> _Problem description_
Lay out the records as a Markdown table with the columns Row and Line, from the line containing "Return the outline of every instance of the **forewing**" up to and including the line containing "[[33,78],[19,78],[16,85],[34,103],[45,109],[57,106],[70,92]]". Number each row and leave out any blank lines.

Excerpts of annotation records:
|---|

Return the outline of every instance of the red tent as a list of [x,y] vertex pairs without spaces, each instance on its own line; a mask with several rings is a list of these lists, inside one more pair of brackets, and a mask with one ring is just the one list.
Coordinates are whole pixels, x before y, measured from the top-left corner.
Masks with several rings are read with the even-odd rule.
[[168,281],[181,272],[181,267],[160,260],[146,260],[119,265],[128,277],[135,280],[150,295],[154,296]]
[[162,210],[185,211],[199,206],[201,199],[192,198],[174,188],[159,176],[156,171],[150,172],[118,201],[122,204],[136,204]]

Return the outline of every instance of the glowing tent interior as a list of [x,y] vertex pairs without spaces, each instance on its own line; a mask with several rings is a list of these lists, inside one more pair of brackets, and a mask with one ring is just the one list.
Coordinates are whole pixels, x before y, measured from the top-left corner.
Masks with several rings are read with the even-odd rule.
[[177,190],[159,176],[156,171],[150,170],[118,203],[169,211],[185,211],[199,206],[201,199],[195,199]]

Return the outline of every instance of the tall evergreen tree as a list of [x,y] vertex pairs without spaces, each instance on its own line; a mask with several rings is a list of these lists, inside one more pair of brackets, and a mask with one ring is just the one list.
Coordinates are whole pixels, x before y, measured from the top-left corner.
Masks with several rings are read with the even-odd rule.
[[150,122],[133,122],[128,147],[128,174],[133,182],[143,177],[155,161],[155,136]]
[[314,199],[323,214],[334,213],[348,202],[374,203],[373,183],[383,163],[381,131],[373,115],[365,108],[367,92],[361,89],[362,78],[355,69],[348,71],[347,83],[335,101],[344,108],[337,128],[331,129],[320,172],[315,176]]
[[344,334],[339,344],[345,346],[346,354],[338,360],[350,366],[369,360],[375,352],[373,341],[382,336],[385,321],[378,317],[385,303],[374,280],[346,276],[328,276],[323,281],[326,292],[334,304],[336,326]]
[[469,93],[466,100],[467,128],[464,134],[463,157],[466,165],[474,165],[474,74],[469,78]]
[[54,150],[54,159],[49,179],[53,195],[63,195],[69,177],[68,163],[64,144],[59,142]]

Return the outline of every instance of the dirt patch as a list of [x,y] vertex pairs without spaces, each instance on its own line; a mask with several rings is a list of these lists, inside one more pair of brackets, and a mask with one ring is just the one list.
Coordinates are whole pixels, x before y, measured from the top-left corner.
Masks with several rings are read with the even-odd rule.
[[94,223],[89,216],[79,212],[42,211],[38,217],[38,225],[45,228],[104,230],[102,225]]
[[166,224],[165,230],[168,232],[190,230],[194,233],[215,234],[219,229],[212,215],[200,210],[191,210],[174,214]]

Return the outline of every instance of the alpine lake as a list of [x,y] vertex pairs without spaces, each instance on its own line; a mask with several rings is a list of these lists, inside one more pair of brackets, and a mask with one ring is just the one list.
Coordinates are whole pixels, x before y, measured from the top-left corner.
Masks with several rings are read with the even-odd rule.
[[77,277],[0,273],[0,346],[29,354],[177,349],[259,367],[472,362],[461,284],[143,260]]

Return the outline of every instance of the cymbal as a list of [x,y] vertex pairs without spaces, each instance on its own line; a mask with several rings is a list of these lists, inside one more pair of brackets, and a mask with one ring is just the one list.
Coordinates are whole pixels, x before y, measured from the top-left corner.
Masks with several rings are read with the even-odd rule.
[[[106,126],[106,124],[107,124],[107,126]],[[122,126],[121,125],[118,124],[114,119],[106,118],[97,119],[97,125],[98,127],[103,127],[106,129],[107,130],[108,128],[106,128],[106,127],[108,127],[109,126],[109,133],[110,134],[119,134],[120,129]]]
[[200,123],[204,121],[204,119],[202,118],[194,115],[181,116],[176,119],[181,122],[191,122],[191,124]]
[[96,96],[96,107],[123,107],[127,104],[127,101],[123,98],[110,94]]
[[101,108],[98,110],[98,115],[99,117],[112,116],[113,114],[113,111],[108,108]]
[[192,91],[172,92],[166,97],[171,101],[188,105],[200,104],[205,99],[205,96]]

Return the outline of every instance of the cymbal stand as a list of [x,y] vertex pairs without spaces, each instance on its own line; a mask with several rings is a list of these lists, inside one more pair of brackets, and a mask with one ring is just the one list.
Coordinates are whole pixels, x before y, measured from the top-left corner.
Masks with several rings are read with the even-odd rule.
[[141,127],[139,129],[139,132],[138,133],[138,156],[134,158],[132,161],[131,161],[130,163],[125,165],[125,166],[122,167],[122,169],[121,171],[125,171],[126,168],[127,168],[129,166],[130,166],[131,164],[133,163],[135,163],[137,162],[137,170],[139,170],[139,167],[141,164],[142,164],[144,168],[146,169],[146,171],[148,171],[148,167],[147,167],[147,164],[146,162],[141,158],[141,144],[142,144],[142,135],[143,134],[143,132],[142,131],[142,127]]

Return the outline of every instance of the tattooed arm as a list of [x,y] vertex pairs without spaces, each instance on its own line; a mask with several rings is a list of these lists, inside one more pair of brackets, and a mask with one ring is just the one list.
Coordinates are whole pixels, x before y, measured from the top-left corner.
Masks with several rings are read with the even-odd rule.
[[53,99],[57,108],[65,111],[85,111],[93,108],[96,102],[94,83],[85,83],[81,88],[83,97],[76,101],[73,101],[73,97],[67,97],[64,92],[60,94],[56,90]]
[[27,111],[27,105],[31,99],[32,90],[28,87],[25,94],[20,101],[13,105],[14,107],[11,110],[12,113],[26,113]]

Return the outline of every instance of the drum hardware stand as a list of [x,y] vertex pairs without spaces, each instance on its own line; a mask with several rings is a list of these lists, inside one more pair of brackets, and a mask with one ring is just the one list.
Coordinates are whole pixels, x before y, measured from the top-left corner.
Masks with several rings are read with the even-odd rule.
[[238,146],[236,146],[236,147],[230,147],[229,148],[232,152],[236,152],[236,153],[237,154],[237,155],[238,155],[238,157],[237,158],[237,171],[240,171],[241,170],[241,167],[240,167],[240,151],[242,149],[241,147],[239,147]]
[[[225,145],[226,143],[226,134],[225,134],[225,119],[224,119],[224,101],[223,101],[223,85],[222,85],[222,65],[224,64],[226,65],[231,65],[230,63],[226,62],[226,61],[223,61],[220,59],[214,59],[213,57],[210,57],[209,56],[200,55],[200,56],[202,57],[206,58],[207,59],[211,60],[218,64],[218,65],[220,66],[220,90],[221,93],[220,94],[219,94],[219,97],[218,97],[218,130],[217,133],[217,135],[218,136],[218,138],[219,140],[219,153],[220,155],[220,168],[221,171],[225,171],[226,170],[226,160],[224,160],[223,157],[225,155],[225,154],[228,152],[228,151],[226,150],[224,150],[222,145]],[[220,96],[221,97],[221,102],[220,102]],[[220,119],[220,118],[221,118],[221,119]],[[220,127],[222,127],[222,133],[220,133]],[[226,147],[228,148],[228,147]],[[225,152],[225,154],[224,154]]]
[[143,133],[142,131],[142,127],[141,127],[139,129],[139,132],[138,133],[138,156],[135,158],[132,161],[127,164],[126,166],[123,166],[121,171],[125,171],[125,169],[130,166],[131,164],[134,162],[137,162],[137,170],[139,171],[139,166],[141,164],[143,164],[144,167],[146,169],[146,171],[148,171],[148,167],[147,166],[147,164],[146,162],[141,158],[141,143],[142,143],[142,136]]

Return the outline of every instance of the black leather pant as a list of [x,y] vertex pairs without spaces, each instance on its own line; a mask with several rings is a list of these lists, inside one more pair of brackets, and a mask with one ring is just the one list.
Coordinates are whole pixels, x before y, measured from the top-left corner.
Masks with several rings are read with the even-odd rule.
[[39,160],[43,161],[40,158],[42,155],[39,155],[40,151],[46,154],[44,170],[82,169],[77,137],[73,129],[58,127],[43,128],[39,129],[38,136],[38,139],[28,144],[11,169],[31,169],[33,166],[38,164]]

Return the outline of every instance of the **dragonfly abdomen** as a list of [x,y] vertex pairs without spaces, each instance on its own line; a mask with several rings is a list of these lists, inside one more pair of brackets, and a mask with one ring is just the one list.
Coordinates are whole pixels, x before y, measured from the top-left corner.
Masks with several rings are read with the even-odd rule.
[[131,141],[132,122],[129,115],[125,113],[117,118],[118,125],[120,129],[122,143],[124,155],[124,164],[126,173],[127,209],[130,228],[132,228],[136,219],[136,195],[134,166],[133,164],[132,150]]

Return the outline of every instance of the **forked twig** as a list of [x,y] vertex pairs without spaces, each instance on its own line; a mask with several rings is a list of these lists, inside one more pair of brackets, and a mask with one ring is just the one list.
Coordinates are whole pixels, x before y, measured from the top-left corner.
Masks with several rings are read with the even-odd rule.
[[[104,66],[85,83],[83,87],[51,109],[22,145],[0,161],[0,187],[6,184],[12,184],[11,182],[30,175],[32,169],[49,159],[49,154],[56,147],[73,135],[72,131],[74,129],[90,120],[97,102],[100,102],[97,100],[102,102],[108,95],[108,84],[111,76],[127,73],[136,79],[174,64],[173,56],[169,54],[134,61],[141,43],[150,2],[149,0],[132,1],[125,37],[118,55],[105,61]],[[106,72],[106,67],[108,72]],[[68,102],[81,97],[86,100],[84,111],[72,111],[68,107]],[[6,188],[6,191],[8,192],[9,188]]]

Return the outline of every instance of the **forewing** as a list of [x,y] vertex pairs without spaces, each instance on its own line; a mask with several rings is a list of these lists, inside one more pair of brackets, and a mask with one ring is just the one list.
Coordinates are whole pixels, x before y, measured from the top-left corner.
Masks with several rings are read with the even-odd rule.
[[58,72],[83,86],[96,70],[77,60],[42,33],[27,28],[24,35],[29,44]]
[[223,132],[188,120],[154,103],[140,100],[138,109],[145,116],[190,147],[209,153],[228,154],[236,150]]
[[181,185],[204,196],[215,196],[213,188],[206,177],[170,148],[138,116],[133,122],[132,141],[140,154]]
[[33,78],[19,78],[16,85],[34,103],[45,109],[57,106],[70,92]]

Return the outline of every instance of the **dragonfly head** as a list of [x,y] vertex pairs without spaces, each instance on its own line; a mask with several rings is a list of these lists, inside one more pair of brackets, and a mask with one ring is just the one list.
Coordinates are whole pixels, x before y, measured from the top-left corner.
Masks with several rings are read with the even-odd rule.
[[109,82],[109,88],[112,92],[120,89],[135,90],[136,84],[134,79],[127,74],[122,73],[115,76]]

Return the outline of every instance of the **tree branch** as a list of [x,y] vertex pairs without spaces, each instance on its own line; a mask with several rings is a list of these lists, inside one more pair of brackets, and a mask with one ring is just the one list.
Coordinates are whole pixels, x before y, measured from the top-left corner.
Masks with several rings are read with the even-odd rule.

|---|

> _Result for this task_
| Row | Line |
|---|---|
| 1 | Return the outline of every instance of the **forewing** as a list of [x,y] vertex pairs without spaces, each instance on its own line; a mask with several rings is a list of these lists, inside one more pair of brackets, and a mask with one ring is just the one list. |
| 2 | Coordinates are whole pixels, x before y, measured from the top-left corner. |
| 3 | Masks with several rings are read with the even-odd rule. |
| 4 | [[58,72],[83,86],[96,70],[77,60],[42,33],[27,28],[24,35],[29,44]] |
| 5 | [[223,132],[188,120],[154,103],[140,100],[138,109],[145,116],[190,147],[209,153],[228,154],[236,150]] |
| 6 | [[181,185],[204,196],[215,196],[213,188],[206,177],[170,148],[138,116],[133,122],[132,141],[140,154]] |
| 7 | [[33,78],[19,78],[16,85],[34,103],[45,109],[57,106],[70,92]] |